Document passage |
++++++++++
Alaska Wildlife Floatplanes, Boats and Bears!
Alaska – the land of floatplanes
It only takes a few days in Alaska to see that in many ways it is a completely different state and in some ways, different country from the rest of America. It is not just the historical differences based on occupation by Russians and before that the various First Nations people, who were so tuned into this land and lived in harmony with it. It is because Alaska is America’s last frontier and as well as many 2nd and 3rd generation Alaskan’s who are proud to call it home, it attracts people from all the other American states in search of adventure, less governmental interference, hunting and in some cases to live off grid completely.
So few roads; but lots of floatplanes and boats in Alaska
Since Alaska was slowly colonized (or taken over) by the Russians and then the Americans using boats, it stands to reason that many of its towns and cities grew up looking out to the water for trade and commerce, rather than trying to build roads in often harsh conditions and where thick forest or glaciers covered the land. Mighty rivers also allowed passage far north into both Alaska and Yukon; most famously during the Klondike gold rush.
++++++++++
Material provided |

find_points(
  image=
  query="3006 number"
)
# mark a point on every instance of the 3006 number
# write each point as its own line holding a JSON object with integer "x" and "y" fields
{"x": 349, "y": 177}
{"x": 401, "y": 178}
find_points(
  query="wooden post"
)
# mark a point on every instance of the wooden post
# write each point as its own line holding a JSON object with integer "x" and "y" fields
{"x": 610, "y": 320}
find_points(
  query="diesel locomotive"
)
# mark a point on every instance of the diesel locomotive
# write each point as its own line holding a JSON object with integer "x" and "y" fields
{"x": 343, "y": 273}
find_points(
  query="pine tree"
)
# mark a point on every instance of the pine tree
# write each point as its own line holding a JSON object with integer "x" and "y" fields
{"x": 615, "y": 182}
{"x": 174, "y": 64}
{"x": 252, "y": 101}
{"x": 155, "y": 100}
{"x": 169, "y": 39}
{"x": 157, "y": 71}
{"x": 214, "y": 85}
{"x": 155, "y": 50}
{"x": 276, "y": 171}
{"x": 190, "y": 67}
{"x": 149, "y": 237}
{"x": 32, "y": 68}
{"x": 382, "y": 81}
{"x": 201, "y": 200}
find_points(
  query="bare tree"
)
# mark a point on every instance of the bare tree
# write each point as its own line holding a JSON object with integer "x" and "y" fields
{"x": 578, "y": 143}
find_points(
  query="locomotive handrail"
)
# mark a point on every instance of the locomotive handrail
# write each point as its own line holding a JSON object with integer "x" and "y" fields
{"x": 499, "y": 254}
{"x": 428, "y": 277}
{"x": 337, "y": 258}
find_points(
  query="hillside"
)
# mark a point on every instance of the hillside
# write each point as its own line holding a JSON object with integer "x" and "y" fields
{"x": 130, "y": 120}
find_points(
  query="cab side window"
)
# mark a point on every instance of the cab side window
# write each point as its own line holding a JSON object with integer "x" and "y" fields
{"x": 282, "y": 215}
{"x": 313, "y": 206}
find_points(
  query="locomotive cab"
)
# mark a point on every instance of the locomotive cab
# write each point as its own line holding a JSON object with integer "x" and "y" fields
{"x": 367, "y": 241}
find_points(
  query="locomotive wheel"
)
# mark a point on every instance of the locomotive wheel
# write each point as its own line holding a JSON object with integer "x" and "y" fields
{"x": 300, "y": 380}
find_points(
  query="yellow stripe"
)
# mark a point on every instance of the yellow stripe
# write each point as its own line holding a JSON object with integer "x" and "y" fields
++++++++++
What this exercise asks |
a) Answer these from the Alaska travel piece:
(i) Who lived in Alaska before the Russians occupied it?
(ii) What does the piece call Alaska in relation to America?
(iii) During which event did rivers most famously allow passage far north?
b) Proceed with the Alaska travel piece from the point where it stops.
The listing is separate material, apart from the Alaska travel piece.

The replies |
a)
(i) Various First Nations people
(ii) America's last frontier
(iii) The Klondike gold rush

b)
My first floatplane journey in Alaska
One week earlier when we flew from Anchorage to Lake Clark National Park, I had already had my taste of a small bushplane flights; with spectacular views of glaciers, beautiful rivers and a super smooth landing on a sandy beach – pretty cool. However I was desperate to take off on the ‘work horse’ of Alaskan aviation and after travelling the scenic Kenai Peninsula from Anchorage to Homer, I found myself standing next to Beluga Lake, waiting for my ‘ride’ to the world famous Brooks Falls in Katmai National Park.
Taking off on a floatplane is a very gentle experience – well it was for me! You really wonder if you have enough speed to get the lift required for flying, but bit by bit the aircraft becomes airborne and you head out across straits, through mountain passes, looking out for Beluga’s swimming or Caribou crossing the last of the mountain snows. Even with all the modern GPS technology to aid them; a bush pilot relies first on his eyes and the small perceptible changes which could signify a deterioration in the weather.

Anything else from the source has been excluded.